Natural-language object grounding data
# # # # #

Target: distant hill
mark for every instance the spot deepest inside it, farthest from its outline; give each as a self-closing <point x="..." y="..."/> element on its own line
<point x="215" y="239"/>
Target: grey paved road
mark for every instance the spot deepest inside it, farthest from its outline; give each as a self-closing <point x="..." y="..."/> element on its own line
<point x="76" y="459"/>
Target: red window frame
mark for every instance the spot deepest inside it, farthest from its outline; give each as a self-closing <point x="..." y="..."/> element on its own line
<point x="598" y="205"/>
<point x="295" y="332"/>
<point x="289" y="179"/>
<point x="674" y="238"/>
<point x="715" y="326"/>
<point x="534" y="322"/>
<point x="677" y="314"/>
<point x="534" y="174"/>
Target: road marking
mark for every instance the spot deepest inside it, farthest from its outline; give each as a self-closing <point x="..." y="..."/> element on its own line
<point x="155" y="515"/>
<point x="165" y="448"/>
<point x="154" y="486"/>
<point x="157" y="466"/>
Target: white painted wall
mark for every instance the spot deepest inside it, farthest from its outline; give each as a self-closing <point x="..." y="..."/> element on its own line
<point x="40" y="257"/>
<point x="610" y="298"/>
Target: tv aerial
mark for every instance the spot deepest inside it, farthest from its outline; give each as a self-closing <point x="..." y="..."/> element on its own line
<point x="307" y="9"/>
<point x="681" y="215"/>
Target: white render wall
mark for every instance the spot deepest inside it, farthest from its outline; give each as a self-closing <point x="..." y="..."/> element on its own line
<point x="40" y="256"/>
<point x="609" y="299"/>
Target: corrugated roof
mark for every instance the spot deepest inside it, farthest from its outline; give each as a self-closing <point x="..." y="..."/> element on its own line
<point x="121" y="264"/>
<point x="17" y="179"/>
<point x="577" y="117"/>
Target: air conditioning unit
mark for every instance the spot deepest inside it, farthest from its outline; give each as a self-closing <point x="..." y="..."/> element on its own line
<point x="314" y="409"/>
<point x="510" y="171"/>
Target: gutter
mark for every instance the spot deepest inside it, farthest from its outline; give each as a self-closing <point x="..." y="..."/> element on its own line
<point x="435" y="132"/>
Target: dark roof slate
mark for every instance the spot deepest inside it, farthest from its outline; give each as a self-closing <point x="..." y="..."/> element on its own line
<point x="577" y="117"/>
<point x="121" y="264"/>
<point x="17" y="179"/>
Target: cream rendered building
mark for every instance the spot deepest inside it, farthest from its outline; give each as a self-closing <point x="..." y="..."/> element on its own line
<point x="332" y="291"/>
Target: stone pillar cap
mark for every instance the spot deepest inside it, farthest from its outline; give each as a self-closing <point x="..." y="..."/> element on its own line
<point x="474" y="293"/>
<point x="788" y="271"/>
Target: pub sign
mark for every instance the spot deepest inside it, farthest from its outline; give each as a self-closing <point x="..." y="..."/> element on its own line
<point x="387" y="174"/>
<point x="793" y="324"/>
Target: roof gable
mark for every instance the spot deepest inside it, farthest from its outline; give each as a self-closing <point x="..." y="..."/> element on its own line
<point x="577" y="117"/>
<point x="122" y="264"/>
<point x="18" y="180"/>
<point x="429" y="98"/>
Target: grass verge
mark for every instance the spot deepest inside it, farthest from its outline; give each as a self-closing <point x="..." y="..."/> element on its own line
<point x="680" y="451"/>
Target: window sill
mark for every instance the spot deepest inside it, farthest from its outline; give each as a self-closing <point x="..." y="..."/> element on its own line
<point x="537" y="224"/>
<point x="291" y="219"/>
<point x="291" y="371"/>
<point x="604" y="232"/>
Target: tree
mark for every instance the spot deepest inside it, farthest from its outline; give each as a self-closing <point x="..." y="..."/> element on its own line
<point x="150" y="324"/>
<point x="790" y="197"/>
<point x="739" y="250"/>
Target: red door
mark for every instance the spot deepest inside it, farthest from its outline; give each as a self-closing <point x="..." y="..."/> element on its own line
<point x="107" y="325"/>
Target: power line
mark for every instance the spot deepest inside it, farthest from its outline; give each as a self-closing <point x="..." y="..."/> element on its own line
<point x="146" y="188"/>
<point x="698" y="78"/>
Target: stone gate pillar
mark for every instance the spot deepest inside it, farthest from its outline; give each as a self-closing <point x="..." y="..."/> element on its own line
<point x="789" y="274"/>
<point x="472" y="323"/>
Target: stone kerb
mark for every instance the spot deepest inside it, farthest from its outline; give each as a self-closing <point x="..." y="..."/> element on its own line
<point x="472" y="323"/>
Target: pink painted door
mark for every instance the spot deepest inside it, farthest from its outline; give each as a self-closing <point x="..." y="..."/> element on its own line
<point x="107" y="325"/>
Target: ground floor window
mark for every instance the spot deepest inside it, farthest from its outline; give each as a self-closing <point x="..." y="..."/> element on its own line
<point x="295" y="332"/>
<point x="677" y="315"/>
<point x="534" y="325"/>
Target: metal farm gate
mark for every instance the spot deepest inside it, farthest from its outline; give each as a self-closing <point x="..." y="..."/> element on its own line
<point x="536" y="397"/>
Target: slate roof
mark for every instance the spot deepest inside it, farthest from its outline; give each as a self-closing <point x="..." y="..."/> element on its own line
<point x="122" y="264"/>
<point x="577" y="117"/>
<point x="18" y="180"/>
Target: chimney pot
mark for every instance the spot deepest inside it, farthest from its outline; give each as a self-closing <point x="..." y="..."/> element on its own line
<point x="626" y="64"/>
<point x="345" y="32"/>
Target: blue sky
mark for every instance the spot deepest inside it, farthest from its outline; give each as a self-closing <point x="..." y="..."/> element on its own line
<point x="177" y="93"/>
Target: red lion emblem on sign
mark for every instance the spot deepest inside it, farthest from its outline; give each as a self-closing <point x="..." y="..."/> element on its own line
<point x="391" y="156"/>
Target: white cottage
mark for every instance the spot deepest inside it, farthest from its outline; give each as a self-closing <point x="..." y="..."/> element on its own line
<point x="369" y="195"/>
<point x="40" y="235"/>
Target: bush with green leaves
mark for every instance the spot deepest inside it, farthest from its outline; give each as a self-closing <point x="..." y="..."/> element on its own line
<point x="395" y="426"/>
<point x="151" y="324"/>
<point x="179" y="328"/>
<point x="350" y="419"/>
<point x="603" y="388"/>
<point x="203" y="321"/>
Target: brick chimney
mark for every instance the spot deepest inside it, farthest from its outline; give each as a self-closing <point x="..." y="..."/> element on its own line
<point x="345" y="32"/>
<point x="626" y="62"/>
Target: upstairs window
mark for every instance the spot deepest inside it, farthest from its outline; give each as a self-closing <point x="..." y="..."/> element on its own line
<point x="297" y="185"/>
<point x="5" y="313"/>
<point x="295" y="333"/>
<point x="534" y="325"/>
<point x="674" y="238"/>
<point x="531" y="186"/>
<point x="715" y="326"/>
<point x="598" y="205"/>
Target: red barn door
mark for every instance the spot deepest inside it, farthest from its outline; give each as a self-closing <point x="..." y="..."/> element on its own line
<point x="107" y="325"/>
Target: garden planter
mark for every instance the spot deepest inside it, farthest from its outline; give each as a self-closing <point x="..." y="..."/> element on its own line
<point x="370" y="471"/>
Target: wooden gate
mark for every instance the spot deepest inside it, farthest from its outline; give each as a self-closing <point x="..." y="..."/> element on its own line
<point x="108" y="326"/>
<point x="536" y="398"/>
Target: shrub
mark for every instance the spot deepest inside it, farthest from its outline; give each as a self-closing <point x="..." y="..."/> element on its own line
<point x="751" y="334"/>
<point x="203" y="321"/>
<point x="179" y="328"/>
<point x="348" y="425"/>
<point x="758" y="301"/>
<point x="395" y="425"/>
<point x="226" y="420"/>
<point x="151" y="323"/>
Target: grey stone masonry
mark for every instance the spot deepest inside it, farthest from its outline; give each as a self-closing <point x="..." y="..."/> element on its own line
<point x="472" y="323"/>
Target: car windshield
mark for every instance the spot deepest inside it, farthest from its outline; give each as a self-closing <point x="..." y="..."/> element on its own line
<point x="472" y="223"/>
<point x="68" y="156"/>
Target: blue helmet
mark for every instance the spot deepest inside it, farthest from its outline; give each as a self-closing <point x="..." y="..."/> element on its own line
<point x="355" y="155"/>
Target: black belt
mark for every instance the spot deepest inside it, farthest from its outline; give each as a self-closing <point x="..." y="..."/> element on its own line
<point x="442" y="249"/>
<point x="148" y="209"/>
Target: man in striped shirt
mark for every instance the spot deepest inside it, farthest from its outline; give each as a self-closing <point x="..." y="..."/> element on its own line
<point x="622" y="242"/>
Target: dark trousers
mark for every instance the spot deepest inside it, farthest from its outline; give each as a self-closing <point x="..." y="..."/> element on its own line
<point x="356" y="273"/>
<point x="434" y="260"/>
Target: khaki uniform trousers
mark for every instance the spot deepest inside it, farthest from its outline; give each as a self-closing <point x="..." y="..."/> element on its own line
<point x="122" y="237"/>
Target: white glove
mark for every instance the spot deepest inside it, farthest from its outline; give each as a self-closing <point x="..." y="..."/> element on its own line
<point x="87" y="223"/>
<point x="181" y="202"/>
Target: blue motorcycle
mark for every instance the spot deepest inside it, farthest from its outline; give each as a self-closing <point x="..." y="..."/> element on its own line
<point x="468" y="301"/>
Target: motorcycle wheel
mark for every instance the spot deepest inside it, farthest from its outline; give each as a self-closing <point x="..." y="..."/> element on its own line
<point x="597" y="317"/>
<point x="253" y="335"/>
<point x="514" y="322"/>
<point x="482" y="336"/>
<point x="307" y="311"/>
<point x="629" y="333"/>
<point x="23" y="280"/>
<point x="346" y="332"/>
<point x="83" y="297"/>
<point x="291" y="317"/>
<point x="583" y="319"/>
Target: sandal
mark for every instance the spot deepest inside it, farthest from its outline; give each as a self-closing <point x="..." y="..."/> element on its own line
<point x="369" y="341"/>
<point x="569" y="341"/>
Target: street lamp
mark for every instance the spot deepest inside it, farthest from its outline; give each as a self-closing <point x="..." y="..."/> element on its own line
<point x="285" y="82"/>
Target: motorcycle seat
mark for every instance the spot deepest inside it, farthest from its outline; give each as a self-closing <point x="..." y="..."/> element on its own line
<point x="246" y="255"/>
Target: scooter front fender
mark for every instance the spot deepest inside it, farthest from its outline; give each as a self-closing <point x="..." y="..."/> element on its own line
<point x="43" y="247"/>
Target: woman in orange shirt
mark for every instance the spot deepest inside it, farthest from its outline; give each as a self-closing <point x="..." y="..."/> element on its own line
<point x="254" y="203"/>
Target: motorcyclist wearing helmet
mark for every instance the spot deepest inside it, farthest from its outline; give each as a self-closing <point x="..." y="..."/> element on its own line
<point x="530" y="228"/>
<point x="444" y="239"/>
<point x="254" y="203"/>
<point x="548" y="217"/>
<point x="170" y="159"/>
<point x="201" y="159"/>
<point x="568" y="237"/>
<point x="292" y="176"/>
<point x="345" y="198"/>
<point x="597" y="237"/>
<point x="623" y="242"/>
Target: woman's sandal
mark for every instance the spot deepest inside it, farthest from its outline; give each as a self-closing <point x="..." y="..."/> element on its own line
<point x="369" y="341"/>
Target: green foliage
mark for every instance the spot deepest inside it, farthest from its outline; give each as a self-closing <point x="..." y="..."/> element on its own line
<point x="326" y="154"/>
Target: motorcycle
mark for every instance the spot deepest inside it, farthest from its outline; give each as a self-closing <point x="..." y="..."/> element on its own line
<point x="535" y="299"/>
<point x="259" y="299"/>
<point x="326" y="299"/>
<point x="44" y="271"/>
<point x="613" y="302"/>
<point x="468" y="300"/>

# # # # #

§ TASK DIRECTIONS: Each line holding the word "sandal" must be pulled from the records.

§ WRITTEN REPLY:
Target: sandal
Target: woman's sandal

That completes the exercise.